INSTRUCTIONS TO FOLLOW: The result should be the line with "Could you point at the wheat stem" followed by every remaining line of the entries, each reproduced exactly, with nothing else.

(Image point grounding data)

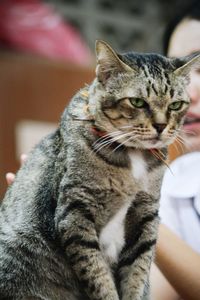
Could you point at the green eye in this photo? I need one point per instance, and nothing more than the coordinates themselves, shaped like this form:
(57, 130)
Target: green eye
(176, 105)
(137, 102)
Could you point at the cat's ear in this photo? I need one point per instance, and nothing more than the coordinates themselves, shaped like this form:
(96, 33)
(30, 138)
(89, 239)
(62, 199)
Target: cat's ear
(191, 63)
(108, 62)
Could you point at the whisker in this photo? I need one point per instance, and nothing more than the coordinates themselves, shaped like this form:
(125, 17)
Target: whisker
(99, 146)
(122, 144)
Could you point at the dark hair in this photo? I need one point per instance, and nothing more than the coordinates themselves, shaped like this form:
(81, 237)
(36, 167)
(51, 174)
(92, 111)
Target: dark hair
(192, 11)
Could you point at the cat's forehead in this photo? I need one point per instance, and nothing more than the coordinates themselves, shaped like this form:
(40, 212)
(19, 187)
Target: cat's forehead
(154, 78)
(153, 64)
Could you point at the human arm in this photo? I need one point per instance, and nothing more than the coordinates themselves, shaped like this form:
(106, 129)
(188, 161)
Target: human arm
(179, 263)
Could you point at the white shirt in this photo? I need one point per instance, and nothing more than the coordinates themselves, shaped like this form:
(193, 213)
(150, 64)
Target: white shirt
(180, 198)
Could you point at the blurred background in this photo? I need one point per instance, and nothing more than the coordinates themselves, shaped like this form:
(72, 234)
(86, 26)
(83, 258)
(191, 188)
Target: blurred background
(47, 53)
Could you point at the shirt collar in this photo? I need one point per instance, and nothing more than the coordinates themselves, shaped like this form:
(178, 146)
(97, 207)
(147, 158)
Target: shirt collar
(182, 180)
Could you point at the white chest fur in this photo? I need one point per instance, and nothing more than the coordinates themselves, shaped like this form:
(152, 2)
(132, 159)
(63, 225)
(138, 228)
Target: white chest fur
(138, 165)
(112, 235)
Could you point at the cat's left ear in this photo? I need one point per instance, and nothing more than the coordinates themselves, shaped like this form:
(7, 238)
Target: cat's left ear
(108, 62)
(192, 63)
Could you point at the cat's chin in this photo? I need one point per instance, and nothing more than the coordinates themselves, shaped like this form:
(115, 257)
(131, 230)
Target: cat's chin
(152, 144)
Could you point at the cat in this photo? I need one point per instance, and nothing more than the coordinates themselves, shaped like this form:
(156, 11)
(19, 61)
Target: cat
(80, 220)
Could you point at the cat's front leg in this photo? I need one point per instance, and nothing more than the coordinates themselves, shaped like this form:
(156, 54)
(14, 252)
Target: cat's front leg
(141, 226)
(76, 227)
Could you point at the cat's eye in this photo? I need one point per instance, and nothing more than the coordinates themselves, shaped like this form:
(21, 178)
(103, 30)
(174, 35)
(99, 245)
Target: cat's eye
(177, 105)
(137, 102)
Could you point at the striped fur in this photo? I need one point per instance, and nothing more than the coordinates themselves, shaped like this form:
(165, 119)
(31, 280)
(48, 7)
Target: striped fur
(80, 220)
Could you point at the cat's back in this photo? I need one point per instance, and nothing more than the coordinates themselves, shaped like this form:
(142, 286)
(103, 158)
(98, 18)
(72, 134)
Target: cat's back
(33, 189)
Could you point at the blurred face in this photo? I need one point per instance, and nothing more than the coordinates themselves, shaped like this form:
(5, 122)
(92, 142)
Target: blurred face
(186, 40)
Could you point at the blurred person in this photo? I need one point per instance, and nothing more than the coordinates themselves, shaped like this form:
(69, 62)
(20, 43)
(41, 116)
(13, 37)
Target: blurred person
(178, 247)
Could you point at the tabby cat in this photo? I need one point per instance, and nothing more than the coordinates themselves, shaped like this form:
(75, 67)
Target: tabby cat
(80, 220)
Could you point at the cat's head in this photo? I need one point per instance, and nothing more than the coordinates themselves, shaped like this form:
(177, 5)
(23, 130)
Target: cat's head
(140, 100)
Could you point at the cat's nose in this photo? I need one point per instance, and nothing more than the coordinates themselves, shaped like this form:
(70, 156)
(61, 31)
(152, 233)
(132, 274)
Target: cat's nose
(159, 127)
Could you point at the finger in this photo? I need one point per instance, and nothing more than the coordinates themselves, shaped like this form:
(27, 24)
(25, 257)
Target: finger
(23, 158)
(10, 178)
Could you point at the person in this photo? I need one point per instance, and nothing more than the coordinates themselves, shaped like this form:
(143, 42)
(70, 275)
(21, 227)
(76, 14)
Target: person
(177, 271)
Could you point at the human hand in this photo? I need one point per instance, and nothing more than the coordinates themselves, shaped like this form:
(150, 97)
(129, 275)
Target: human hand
(10, 177)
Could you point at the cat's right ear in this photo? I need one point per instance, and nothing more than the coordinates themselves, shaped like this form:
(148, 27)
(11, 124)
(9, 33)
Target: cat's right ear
(108, 62)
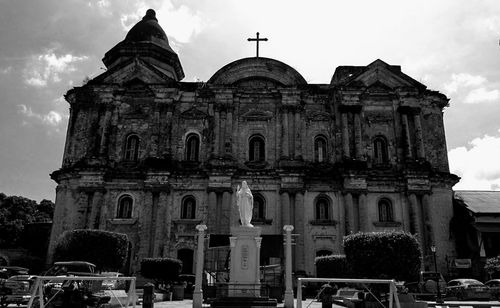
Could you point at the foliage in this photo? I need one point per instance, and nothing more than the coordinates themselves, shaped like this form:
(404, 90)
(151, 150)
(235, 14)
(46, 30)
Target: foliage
(16, 212)
(332, 266)
(161, 270)
(107, 250)
(383, 255)
(492, 266)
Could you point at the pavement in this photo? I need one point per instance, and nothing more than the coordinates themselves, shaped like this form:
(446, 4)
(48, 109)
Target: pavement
(311, 303)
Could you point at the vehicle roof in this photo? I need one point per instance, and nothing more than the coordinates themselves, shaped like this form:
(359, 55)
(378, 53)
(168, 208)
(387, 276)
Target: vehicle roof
(15, 268)
(470, 280)
(74, 263)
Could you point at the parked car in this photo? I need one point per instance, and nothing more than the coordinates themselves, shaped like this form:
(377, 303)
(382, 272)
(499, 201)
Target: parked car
(494, 285)
(467, 289)
(17, 290)
(8, 271)
(426, 283)
(188, 281)
(76, 268)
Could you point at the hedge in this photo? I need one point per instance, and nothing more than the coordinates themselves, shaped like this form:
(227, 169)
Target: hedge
(332, 266)
(107, 250)
(383, 255)
(161, 270)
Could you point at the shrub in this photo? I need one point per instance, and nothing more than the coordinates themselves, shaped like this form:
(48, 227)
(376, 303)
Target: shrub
(383, 255)
(161, 270)
(332, 266)
(107, 250)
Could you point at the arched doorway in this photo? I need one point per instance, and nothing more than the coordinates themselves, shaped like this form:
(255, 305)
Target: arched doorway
(186, 256)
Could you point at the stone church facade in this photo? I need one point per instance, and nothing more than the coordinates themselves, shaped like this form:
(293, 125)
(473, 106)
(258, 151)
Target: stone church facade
(152, 156)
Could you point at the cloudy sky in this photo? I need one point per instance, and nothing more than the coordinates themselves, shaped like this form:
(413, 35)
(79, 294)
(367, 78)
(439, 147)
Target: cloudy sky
(49, 46)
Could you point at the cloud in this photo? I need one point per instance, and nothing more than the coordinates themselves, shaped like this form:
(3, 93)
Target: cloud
(478, 165)
(6, 70)
(52, 118)
(480, 95)
(180, 23)
(462, 80)
(47, 67)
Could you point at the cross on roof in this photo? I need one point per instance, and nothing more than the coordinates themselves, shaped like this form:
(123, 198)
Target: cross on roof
(257, 40)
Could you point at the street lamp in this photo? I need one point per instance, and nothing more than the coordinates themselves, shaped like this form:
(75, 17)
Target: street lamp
(438, 298)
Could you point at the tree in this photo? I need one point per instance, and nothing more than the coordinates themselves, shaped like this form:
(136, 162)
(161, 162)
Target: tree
(161, 270)
(16, 212)
(107, 250)
(332, 266)
(492, 266)
(383, 255)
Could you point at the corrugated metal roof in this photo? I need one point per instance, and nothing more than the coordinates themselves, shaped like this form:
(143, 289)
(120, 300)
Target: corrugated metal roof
(480, 201)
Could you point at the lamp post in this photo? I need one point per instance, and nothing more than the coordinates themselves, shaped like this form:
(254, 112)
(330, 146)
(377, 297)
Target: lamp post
(438, 297)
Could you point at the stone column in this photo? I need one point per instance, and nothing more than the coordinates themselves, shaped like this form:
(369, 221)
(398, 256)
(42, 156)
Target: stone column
(342, 220)
(288, 269)
(95, 213)
(299, 224)
(297, 134)
(286, 133)
(198, 292)
(364, 215)
(258, 242)
(406, 130)
(279, 134)
(104, 135)
(291, 135)
(212, 210)
(285, 208)
(222, 139)
(357, 136)
(217, 132)
(419, 136)
(229, 133)
(416, 221)
(349, 209)
(345, 136)
(168, 149)
(225, 222)
(427, 219)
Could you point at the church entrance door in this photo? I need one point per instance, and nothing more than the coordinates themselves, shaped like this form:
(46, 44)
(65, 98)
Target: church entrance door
(186, 256)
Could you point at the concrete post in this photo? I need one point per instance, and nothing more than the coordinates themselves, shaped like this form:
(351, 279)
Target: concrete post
(198, 292)
(288, 269)
(345, 136)
(406, 130)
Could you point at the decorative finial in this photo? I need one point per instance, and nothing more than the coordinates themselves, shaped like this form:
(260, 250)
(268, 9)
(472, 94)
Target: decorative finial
(150, 14)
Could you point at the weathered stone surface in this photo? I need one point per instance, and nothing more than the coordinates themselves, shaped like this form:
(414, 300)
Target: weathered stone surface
(254, 98)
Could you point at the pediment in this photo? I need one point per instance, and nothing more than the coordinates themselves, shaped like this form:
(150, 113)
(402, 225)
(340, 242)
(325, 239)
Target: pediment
(131, 70)
(194, 113)
(380, 76)
(319, 116)
(257, 115)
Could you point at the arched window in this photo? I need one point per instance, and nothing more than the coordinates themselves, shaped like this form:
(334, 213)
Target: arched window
(385, 210)
(380, 155)
(323, 252)
(188, 208)
(259, 207)
(132, 148)
(322, 209)
(320, 150)
(257, 148)
(192, 147)
(124, 209)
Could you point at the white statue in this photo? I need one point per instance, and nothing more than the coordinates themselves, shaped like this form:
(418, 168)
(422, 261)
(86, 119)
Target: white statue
(245, 204)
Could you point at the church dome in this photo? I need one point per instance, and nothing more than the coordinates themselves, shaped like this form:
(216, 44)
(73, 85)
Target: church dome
(148, 30)
(257, 70)
(146, 41)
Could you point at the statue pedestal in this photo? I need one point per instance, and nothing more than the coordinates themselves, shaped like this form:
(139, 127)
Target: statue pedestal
(244, 274)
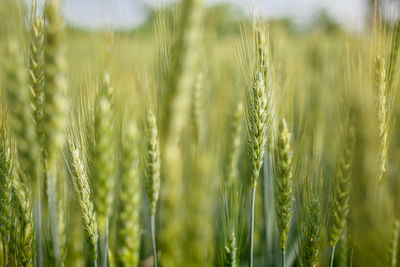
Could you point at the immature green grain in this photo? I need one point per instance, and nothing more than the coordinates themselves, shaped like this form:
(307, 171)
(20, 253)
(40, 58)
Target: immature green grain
(103, 161)
(36, 75)
(176, 107)
(311, 233)
(394, 55)
(6, 178)
(55, 83)
(343, 249)
(380, 85)
(82, 192)
(181, 72)
(231, 251)
(258, 121)
(283, 183)
(394, 243)
(26, 235)
(129, 200)
(36, 80)
(231, 172)
(196, 109)
(153, 162)
(342, 191)
(265, 67)
(18, 101)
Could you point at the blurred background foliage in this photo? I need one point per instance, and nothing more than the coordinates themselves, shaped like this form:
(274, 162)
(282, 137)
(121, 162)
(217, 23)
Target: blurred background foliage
(322, 73)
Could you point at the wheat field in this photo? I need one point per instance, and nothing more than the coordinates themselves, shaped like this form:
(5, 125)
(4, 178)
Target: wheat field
(200, 138)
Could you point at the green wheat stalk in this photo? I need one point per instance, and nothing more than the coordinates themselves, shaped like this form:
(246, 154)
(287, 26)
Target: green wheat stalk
(129, 200)
(6, 178)
(381, 87)
(231, 171)
(231, 251)
(342, 191)
(153, 173)
(283, 183)
(82, 192)
(20, 119)
(26, 238)
(394, 243)
(258, 121)
(102, 164)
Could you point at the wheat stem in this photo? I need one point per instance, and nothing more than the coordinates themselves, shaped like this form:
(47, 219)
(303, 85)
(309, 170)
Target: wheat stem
(333, 255)
(253, 196)
(153, 239)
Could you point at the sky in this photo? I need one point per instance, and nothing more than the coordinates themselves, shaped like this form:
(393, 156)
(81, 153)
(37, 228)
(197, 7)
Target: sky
(126, 14)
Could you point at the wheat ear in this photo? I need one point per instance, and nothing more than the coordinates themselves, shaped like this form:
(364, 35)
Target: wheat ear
(283, 184)
(82, 192)
(258, 121)
(6, 178)
(394, 243)
(380, 85)
(342, 191)
(130, 199)
(153, 173)
(103, 162)
(26, 235)
(234, 144)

ANSWER FOR THIS EXERCISE:
Could you point at the wheat stem in this photo? I need one point per instance, and nothing more than the coordinates themselves, shaped like this form:
(47, 219)
(303, 85)
(309, 170)
Target: wheat stem
(333, 255)
(253, 196)
(153, 239)
Could you point at the sky in this photo? I need one point per instance, and nothing more than the coordinates themselves, shaped like this form:
(393, 156)
(81, 153)
(37, 228)
(197, 7)
Target: sky
(126, 14)
Could you point at the wheat ear in this photo? I need one point per instance, and nothing more than the coordinates themselves, shaped like this form:
(364, 35)
Target: wheat ear
(283, 184)
(82, 192)
(258, 121)
(6, 178)
(394, 243)
(380, 85)
(342, 191)
(130, 199)
(153, 173)
(103, 162)
(26, 235)
(234, 144)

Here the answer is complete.